Exercise prompt → Write the next part of the passage on amputation after severe limb injury, starting right after its last sentence.

Quoted passage →
--- START ---

Although each situation is clearly unique and an individualized plan should be developed, there are certain risk factors that make primary amputation a more appropriate treatment (Table 63.2). Another tool to help with decision making is the mangled extremity severity score (MESS, Table 63.3), which takes into account the level of energy that caused the injury, presence of shock or ischemia, and patient’s age. Studies indicate that a MESS of six or less is consistent with a salvageable limb, while a score of seven or more is close to 100 % predictive of amputation [8, 9]. Prospective reliability of the MESS score is not sufficient to permit a firm decision for amputation and should not replace experience and good judgment.

The next challenge is usually determining the most distal level for amputation with a reasonable chance of healing. You must consider the trade-offs between an increased function with a more distal level of amputation and a decreased rate of complications with a more proximal level of amputation. The optimal level of amputation is one that will provide a stump length that allows a controlling lever arm for the prosthesis, has a vascular supply sufficient for healing, and has an adequate quantity of protective soft tissue coverage for weight bearing [1, 10]. The patient’s general medical condition, overall well-being, and rehabilitation potential must be evaluated in this balance. A vascular surgery consultation can aid with this decision. When in doubt and in a relatively stable patient with no other life-threatening injuries, a more conservative initial amputation can be attempted with a plan to revise it later if necessary.

--- END ---

Source data →

--- START ---

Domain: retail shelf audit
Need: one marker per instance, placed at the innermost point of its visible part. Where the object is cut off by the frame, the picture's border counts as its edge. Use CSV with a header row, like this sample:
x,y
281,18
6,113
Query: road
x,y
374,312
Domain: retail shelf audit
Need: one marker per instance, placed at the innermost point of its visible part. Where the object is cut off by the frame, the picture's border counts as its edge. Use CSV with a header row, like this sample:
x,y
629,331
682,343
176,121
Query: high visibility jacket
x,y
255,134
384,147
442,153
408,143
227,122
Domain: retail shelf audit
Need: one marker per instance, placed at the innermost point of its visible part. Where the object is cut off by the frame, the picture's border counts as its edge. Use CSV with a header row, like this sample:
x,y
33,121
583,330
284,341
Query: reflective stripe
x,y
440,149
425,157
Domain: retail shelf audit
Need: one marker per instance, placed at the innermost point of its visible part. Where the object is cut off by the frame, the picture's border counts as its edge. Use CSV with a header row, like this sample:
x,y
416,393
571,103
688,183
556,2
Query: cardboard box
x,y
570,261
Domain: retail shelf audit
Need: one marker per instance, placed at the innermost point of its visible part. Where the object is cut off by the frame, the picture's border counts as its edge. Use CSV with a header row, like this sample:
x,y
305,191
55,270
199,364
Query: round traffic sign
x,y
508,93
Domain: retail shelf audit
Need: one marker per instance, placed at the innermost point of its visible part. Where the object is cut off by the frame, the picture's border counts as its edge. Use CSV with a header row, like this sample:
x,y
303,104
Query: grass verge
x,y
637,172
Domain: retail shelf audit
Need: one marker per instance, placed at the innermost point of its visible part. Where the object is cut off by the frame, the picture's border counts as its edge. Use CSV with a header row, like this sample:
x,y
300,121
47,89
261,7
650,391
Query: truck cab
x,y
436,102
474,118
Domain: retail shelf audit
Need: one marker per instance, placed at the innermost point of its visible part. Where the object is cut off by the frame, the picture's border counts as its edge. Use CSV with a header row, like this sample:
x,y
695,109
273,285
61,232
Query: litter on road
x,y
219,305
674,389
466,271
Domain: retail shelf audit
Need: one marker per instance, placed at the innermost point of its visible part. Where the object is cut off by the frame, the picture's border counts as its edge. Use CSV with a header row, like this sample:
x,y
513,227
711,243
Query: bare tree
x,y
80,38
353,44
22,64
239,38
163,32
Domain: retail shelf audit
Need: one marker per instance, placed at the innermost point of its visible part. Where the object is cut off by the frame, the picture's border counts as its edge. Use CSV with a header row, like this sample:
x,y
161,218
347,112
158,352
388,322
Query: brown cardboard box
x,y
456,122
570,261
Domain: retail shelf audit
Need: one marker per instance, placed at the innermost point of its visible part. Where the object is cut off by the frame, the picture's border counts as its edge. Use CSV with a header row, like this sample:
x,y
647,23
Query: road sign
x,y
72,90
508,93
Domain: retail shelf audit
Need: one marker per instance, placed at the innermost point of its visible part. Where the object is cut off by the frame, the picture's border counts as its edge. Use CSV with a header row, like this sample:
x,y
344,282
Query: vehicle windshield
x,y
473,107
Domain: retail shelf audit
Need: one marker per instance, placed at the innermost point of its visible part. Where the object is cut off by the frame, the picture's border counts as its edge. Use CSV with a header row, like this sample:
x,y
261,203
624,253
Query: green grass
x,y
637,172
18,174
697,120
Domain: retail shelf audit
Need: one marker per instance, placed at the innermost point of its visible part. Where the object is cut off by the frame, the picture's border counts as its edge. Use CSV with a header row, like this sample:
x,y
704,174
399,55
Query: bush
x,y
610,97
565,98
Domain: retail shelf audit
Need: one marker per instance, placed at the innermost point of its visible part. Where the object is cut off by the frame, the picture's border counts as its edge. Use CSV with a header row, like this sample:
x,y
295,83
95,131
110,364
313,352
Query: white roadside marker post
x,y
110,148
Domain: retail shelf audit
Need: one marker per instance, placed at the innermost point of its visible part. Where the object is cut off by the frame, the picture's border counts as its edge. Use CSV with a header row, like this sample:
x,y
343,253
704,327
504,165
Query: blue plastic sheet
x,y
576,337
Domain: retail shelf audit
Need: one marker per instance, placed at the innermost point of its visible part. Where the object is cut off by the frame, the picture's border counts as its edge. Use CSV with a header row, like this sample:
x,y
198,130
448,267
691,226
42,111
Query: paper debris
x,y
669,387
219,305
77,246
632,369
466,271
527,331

--- END ---

Task output →
You must handle all soft tissues gently in order to keep tissues viable for a healthy and highly functional amputation stump. A desirable soft tissue envelope distributes the load to the underlying bone and dissipates the forces applied during weight bearing. The use of thick myofasciocutaneous flaps will lead to an optimal soft tissue envelope. Do not dissect tissue planes between the muscle and subcutaneous tissue, as this may further devascularize the compromised tissues and lead to skin flap necrosis [1, 10, 11]. The goal is to achieve a mobile, nonadherent muscle mass and a full-thickness, skin and soft tissue envelope that can withstand the direct pressures of weight-bearing and shearing forces that occur within a prosthetic. A sufficient muscle mass between the skin and bone will allow the bone to piston within the envelope. If standard flaps are not possible, you may use atypical skin flaps in order to salvage residual limb length [1, 10, 11]. The location of the scar is usually not important as long as the scar is not adherent to the underlying bone, as this can make prosthetic fitting extremely difficult and will most likely break down after prolonged prosthetic use [1, 10].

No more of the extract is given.